Альманах "Присутствие"
 Альманах акбар!
#  11  (21)
от 22.09.2002        до 22.12.2002

 

 

 

           Вячеслав Хованов

           ПОНИМАЙ, НЕ МЕШКАЯ...

 

 

Александр Гуревич   Готовя летний выпуск альманаха, я позвонил (не скажу — другу, пусть будет — знакомому) Саше Гуревичу. Попросил написать небольшое предисловие к публикации очередной главы из посмертной книги стихов Нонны Слепаковой. Когда-то мы посещали ее ЛитО и даже числились в фаворитах (не одновременно, конечно). Он написал. И даже присовокупил свое стихотворение, посвященное Нонне Менделевне.

После выхода альманаха прошел неполный месяц, и я узнал, что Саши не стало.
           Разумеется, я был в курсе, что Саша болен, что перенес тяжелую операцию... Но не знал, что настолько. Мы, повторяю, не были близки.
           И я, задним числом, почувствовал себя виноватым... Или, что то же самое, чудовищно бестактным. В доме повешенного не говорят о веревке, а смертельно больному не предлагают писать предисловий к посмертным книжкам.
           А представить его больным как-то не получалось. Крупный, энергичный, смелый. Автостопом на Дальний восток — легко. На бревне по Маркизовой луже до Кронштадта — пожалуйста. На заработки к нефтяникам за полярный круг (в качестве переводчика) — тоже не проблема. С палаткой в Шотландии — как на даче в пригороде. Да и это не самое интересное. Камень преткновения русского интеллигента — обычный трамвайный хам — для него "камнем" не являлся. И свой "5-й пункт" он отстаивал, не выпячивая, но жестко. Образ получается вполне героический, а с учетом его перманентной бороды — даже и геркулесовый.

□ □ □ □ □ □ □

__Описание задания__
Укажите по отрывку о Саше Гуревиче, в качестве кого он ездил на заработки к нефтяникам за полярный круг.

__Раздел данных__
□ □ □ □ □ □ □

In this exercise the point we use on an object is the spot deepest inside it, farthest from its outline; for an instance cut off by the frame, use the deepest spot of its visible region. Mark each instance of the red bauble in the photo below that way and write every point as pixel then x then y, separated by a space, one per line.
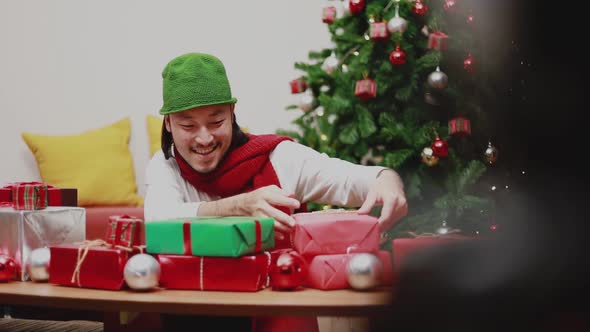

□ □ □ □ □ □ □

__Результат задания__
В качестве переводчика.